— Things to do —
a: Revise the stretch from "Work by a pair" through "a crime scene." in the passage on genomic data privacy, putting "research fellow" in place of "postdoctoral scholar".
b: Write the next part of the article on securing genomic databases, picking up after its final sentence.

*** Document passage Section Begins ***

Sharing genomic information among researchers is critical to the advance of biomedical research. Yet genomic data contains identifiable information and, in the wrong hands, poses a risk to individual privacy. If someone had access to your genome sequence – either directly from your saliva or other tissues, or from a popular genomic information service – they could check to see if you appear in a database of people with certain medical conditions, such as heart disease, lung cancer or autism.
Work by a pair of researchers at the Stanford University School of Medicine makes that genomic data more secure. Suyash Shringarpure, PhD, a postdoctoral scholar in genetics, and Carlos Bustamante, PhD, a professor of genetics, have demonstrated a technique for hacking a network of global genomic databases and how to prevent it. They are working with investigators from the Global Alliance for Genomics and Health on implementing preventive measures.
The work, published in The American Journal of Human Genetics, also bears importantly on the larger question of how to analyze mixtures of genomes, such as those from different people at a crime scene.

*** Document passage Section Ends ***
*** Given entries Section Begins ***

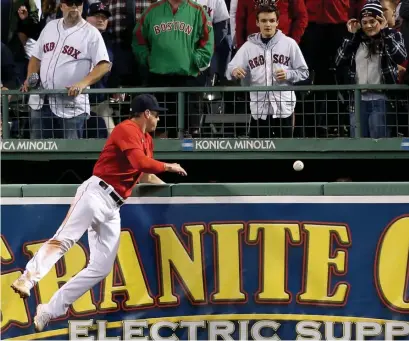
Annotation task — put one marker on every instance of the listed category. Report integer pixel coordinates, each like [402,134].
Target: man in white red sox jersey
[69,54]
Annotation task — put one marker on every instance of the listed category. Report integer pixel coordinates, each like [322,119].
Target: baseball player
[270,58]
[70,53]
[125,160]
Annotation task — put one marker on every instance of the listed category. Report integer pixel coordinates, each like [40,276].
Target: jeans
[44,125]
[373,119]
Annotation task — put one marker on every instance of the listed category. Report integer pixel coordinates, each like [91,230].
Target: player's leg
[103,241]
[76,222]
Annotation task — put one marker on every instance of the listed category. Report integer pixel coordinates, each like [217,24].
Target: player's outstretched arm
[145,164]
[150,179]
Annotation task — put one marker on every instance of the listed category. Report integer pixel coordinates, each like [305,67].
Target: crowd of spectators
[198,54]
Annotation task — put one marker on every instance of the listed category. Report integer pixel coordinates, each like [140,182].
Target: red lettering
[189,29]
[75,53]
[255,60]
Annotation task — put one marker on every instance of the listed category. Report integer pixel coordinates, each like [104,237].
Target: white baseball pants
[93,210]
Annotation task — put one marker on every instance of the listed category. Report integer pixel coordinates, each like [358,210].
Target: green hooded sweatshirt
[179,43]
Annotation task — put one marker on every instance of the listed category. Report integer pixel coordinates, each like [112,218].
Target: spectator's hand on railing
[3,88]
[353,26]
[175,168]
[25,86]
[76,89]
[22,12]
[238,73]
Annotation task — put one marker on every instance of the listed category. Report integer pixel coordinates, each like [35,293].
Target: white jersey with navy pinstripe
[67,56]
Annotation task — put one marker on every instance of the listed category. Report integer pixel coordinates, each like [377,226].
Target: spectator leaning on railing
[219,15]
[15,31]
[373,54]
[404,14]
[271,58]
[70,53]
[174,39]
[98,15]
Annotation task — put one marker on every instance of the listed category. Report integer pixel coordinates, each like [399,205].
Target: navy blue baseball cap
[145,102]
[98,7]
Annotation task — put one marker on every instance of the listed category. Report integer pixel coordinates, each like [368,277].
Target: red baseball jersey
[113,165]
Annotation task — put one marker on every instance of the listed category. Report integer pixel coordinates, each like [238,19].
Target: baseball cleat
[22,286]
[41,319]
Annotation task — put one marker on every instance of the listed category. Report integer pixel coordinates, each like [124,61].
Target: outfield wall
[238,261]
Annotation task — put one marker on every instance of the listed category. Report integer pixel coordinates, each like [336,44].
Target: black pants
[169,121]
[271,127]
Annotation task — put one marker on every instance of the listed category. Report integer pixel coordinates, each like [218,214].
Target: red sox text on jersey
[69,50]
[277,59]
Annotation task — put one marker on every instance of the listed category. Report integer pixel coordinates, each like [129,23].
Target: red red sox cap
[145,102]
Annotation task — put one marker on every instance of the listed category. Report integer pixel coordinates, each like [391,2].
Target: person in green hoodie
[174,40]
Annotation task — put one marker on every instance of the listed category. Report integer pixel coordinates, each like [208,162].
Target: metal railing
[320,111]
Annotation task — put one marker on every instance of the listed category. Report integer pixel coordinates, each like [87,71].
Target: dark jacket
[16,25]
[392,53]
[404,14]
[103,82]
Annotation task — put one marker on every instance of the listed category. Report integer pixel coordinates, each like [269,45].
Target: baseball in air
[298,165]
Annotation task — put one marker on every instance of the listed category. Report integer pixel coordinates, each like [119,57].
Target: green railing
[334,146]
[185,91]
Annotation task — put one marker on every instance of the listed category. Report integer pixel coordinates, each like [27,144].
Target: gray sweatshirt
[261,61]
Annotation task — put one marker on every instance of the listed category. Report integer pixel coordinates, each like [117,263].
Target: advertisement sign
[232,268]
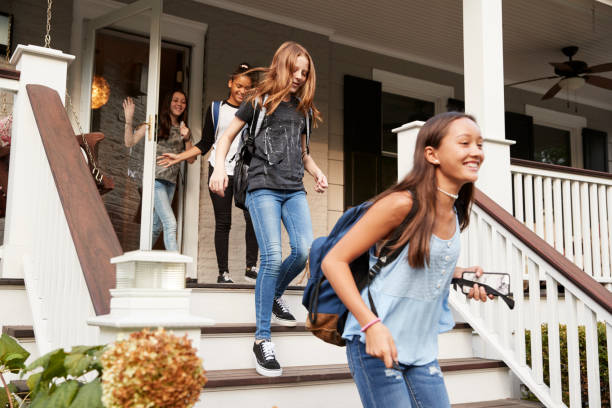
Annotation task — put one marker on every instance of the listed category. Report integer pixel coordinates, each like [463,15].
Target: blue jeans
[268,208]
[163,216]
[381,387]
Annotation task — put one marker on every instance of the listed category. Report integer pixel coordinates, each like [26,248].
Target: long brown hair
[276,82]
[421,181]
[165,121]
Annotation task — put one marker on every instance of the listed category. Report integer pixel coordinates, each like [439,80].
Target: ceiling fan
[573,74]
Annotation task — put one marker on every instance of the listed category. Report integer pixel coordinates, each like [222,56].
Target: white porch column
[484,93]
[406,141]
[44,66]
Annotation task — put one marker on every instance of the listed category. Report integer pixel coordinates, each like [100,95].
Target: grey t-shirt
[277,162]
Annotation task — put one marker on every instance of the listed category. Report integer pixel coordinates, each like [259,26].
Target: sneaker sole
[267,372]
[283,322]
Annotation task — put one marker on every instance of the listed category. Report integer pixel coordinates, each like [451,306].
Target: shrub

*** Given entries Section Ends ***

— Your responses —
a:
Work by a pair of researchers at the Stanford University School of Medicine makes that genomic data more secure. Suyash Shringarpure, PhD, a research fellow in genetics, and Carlos Bustamante, PhD, a professor of genetics, have demonstrated a technique for hacking a network of global genomic databases and how to prevent it. They are working with investigators from the Global Alliance for Genomics and Health on implementing preventive measures.
The work, published in The American Journal of Human Genetics, also bears importantly on the larger question of how to analyze mixtures of genomes, such as those from different people at a crime scene.

b:
A network of genomic data sets on servers, or beacons, organized by the National Institutes of Health-funded Global Alliance for Genomics and Health, allows researchers to look for a particular genetic variant in a multitude of genomic databases. The networking of genomic databases is part of a larger movement among researchers to share data. Identifying a gene of interest in a beacon tells researchers where to apply for more complete access to the data. A central assumption, though, is that the identities of those who donate their genomic data are sufficiently concealed.
“The beacon system is an elegant solution that allows investigators to ‘ping’ collections of genomes,” said Bustamante. Investigators on the outside of a data set can ping and ask which data set has a particular mutation. “This allows people studying the same rare disease to find one another to collaborate.”
But many genomic data sets are specific to a condition or disease. A nefarious user who can find the match for an individual’s genome in a heart disease beacon, for example, can infer that the individual – or a relative of that person – likely has heart disease. By pinging enough beacons in the network of beacons, the hacker could construct a limited profile of the individual. “Working with the Global Alliance for Genomics and Health, we’ve been able to demonstrate that vulnerability and, more importantly, how to put policy changes in place to minimize the risk,” said Bustamante.
To protect donors’ identities, the organizers of the network, which is called the Beacon Project, have taken steps, such as encouraging beacon operators to “de-identify” individual genomes, so that names or other identifying information are not connected to the genome.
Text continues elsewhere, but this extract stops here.